STATED GOAL 1
Below the column and the records, list every line of the records that contains the word "speckled". Case counts.
**** SOURCE DOCUMENT ****
The following was written by me in the 1970s when I took over compiling the BEACHY BANNER, the elementary newsletter published by mimeograph by the school my children attended in Arleta, California. . I began writing about my experiences as a volunteer at the school, working in Mrs. Ranslow’s first grade class. After we moved farther away from Beachy School, I would drive the children to and from school; having a little extra time waiting for school to end for the day, I began volunteering in the first grade classroom.   The following was one of my first columns which I called “REFLECTIONS”

We passed an empty lot the other day. It had a big chain link fence all around it and large signs ominously warning that trespassers would be prosecuted. It’s hard to find an empty lot nowadays.  There just aren’t any.

In my father’s boyhood, the empty lot–usually one at the corner–was a source of a great deal of entertainment. Boys got up baseball games. They played kick the can and run sheepie run.  In the winter time, they would build up a big bonfire and hang around it to keep warm.  Amazingly, they never got arrested for building fires in the empty lot.  It was generally accepted that empty lots and young boys belonged together.

There were still a lot of empty lots to be found when I was a child in Ohio.  There was one particularly large empty lot  down at Denim street,   at which festivals and carnivals would be held, sponsored by various local organizations.  The rest of the year, we would search painstakingly through weeds  and brush, our efforts sometimes rewarded with the finding of a half-buried coin or trinket left over from the last carnival.
**** ITEMS ****
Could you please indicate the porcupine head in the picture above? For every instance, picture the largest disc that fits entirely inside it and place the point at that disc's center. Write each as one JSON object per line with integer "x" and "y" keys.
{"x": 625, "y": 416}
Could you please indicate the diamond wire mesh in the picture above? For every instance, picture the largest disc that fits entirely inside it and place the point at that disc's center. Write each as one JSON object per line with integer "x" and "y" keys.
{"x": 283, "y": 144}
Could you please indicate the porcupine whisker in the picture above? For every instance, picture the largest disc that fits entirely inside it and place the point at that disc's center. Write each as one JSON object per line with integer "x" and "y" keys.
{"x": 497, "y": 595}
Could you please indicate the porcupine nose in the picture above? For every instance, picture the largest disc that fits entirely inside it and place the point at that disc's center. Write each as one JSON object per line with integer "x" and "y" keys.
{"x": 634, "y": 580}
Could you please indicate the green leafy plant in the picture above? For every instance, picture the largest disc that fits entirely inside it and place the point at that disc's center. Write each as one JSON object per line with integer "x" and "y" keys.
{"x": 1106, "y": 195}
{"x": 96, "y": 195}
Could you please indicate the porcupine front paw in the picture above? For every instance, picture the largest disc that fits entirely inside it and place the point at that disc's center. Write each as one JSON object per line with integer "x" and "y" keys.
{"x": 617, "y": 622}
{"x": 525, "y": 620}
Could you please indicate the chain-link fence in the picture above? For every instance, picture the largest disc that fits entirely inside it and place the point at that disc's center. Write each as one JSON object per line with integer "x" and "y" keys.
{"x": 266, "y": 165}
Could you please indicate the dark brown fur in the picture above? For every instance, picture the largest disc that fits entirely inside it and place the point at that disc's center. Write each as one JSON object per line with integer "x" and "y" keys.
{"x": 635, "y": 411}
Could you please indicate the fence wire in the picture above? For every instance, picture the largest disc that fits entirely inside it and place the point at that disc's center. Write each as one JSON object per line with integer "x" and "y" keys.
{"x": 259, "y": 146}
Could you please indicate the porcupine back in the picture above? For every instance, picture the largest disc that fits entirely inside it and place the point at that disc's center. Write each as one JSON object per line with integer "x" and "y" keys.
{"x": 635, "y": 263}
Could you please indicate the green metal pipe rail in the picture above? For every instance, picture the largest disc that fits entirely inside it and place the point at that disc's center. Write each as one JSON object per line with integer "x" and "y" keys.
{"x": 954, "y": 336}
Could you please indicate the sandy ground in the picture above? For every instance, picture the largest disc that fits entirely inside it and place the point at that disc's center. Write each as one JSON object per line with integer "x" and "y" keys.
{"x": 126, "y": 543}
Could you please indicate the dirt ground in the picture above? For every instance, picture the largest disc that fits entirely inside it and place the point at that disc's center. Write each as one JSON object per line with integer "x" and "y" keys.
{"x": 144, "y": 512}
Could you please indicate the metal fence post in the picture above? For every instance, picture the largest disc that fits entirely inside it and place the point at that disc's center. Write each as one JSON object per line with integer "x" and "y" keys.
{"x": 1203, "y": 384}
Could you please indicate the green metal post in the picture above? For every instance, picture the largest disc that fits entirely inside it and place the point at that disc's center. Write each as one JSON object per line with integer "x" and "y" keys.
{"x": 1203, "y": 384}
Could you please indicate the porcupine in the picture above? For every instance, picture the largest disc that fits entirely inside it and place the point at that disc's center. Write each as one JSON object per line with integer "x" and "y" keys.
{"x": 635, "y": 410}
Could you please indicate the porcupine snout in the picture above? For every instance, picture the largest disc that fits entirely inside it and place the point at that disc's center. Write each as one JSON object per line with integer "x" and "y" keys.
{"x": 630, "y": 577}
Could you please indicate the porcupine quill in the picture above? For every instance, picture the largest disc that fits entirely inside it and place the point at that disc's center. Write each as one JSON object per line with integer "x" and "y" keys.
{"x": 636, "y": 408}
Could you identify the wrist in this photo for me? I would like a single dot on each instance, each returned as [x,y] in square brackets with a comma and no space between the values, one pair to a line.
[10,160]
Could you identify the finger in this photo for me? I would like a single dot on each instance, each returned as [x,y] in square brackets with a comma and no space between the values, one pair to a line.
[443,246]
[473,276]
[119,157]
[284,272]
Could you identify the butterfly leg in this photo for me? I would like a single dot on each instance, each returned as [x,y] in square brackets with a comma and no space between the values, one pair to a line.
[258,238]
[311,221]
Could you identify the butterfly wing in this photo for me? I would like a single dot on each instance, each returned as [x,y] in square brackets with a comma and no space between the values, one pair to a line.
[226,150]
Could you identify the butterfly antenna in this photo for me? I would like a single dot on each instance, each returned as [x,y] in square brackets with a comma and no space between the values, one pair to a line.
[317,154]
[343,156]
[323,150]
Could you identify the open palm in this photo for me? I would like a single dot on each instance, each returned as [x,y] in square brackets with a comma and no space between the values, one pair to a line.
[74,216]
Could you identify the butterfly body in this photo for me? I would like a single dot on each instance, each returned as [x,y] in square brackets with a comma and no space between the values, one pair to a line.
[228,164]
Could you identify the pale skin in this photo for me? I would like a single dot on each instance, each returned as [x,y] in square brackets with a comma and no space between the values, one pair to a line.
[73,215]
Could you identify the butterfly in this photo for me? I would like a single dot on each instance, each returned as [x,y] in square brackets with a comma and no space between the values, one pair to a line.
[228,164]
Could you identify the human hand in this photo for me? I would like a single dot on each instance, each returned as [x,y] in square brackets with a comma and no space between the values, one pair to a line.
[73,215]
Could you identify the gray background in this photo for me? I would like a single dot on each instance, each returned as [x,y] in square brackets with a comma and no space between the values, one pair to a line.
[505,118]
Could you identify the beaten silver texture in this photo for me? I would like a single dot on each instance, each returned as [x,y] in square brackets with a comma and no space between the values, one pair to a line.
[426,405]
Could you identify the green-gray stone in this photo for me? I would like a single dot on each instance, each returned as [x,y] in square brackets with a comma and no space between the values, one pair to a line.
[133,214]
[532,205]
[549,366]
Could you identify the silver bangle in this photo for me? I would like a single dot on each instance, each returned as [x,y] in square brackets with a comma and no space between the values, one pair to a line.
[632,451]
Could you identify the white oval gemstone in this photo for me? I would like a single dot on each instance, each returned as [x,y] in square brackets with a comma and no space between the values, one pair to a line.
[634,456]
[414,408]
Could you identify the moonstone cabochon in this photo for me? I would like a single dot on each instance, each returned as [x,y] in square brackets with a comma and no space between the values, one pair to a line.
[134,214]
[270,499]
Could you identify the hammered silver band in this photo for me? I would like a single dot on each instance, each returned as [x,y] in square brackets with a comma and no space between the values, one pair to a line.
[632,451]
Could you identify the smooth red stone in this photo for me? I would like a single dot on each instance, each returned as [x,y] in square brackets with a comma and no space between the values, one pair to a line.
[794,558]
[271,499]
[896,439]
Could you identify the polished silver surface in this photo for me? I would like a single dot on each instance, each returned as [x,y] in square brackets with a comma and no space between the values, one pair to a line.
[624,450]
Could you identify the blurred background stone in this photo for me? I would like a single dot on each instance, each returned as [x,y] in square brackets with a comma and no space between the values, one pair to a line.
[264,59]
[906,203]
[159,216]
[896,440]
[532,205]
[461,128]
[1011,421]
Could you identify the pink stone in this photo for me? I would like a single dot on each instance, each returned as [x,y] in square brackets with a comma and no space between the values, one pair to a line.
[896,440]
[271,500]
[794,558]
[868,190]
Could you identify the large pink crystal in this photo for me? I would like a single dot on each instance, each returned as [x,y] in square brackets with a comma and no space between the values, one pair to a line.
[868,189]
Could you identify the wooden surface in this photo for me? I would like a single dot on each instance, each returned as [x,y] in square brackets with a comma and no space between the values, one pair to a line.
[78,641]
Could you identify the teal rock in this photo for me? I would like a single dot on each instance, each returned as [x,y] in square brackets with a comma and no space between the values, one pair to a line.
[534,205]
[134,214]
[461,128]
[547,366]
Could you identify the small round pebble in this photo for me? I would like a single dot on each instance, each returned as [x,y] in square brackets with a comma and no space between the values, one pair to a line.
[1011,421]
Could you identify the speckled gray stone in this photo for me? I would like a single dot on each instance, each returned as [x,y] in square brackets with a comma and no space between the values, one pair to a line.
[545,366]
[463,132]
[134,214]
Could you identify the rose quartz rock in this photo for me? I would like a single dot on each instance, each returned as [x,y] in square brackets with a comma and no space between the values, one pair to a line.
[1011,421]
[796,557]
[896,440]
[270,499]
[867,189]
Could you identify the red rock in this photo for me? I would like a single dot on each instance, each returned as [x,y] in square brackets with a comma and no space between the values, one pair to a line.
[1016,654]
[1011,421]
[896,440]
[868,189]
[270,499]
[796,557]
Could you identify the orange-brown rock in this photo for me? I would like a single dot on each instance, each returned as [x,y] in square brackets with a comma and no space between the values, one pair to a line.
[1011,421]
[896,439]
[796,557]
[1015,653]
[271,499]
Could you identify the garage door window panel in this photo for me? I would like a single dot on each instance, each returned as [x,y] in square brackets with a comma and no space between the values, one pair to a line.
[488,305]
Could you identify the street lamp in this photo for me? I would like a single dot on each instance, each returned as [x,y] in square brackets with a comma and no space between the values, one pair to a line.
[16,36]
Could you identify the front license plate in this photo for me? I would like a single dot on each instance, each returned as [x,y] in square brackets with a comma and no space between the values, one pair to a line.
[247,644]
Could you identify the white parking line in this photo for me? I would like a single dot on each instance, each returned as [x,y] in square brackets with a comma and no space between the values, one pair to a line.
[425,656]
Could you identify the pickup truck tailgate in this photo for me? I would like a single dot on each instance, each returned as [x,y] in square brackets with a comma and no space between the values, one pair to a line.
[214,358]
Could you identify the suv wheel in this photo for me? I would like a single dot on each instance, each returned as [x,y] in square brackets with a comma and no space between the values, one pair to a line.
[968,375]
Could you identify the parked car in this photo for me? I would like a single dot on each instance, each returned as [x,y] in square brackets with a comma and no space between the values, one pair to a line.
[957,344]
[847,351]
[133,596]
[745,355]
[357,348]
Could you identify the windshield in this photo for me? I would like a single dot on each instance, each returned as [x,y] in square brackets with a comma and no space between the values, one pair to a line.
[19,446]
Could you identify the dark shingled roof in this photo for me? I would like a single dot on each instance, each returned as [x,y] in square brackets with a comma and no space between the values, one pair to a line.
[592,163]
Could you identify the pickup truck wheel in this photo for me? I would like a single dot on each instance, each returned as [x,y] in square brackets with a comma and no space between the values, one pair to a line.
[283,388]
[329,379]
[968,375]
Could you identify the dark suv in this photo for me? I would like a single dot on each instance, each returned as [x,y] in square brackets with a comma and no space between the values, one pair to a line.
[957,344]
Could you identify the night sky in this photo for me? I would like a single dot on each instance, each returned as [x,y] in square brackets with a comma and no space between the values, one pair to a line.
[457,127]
****
STATED GOAL 2
Return the passage of the column about empty lots word for word, starting at "We passed an" and ending at "just aren’t any.".

REPLY 1
Could you identify the speckled gray stone in this photo for me? I would like a single dot on each instance, each returned as [x,y] in square brackets with a comma and no space between the values, one pair to a line.

REPLY 2
We passed an empty lot the other day. It had a big chain link fence all around it and large signs ominously warning that trespassers would be prosecuted. It’s hard to find an empty lot nowadays.  There just aren’t any.